Records from a dataset
....................

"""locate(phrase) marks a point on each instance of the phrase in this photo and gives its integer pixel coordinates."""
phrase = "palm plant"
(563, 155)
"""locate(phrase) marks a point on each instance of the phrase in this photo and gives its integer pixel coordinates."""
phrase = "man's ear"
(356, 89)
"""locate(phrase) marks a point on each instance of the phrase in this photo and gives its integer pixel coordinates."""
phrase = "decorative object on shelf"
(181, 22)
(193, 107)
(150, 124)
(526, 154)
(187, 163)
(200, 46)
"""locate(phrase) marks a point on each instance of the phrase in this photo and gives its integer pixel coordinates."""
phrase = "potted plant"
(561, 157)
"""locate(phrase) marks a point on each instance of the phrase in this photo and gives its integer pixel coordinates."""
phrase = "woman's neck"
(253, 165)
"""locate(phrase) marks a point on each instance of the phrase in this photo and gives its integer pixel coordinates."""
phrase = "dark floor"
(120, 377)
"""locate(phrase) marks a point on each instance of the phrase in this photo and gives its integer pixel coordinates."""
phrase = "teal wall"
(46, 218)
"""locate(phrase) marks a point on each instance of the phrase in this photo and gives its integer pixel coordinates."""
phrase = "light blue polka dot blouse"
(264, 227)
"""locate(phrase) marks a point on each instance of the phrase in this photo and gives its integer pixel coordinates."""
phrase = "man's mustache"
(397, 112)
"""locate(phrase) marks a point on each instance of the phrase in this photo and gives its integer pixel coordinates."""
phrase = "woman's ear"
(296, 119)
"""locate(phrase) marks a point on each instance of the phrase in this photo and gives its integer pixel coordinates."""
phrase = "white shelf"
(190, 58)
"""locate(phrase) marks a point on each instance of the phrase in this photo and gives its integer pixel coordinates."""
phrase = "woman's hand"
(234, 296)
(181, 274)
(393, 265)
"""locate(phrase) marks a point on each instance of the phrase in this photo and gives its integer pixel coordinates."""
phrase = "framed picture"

....................

Return all the lines shown above, precisely as they stand.

"""locate(phrase) marks a point on each instance of the phrase in this photo and gives its integer pixel coordinates."""
phrase = "palm plant"
(563, 155)
"""locate(phrase) marks a point on each instance of the phrase in this photo and gives its integer pixel coordinates."""
phrase = "man's ear"
(356, 89)
"""locate(phrase) marks a point on each instance of the phrase in this photo and gives its integer pixel coordinates."""
phrase = "decorative object on shelf"
(181, 22)
(193, 107)
(150, 124)
(526, 154)
(187, 163)
(200, 46)
"""locate(phrase) marks a point on each instance of the phrase in this photo and gives its integer pixel coordinates."""
phrase = "potted plant"
(561, 157)
"""locate(phrase) marks a point on each instance of the phrase in this photo and gives its integer pixel coordinates."""
phrase = "woman's neck"
(253, 165)
"""locate(phrase) marks a point on each instance of the phrase in this photo and gives its integer pixel coordinates."""
phrase = "dark floor"
(120, 377)
"""locate(phrase) marks a point on each instance of the phrase in this photo and gives its integer pixel coordinates."""
phrase = "teal wall"
(46, 218)
"""locate(phrase) marks a point on each instance of the phrase in this photo and gives its integer pixel coordinates."""
phrase = "light blue polka dot blouse"
(264, 227)
"""locate(phrase) marks a point on each instance of the phrase in this photo and gives its integer pixel coordinates."""
phrase = "man's mustache"
(397, 112)
"""locate(phrase) marks a point on each instance of the phrase in this photo and gives its integer pixel coordinates."""
phrase = "woman's ear"
(296, 119)
"""locate(phrase) marks a point on each instance of the phrase in this photo and gives its integer pixel coordinates."""
phrase = "white shelf"
(190, 58)
"""locate(phrase) marks a point on each instance of the phrase in this photo and gives its integer pixel coordinates."""
phrase = "woman's hand"
(234, 296)
(181, 274)
(393, 265)
"""locate(phrase) marks a point on each instance of the phrase in this photo and gives its integer pixel coordinates."""
phrase = "framed picture"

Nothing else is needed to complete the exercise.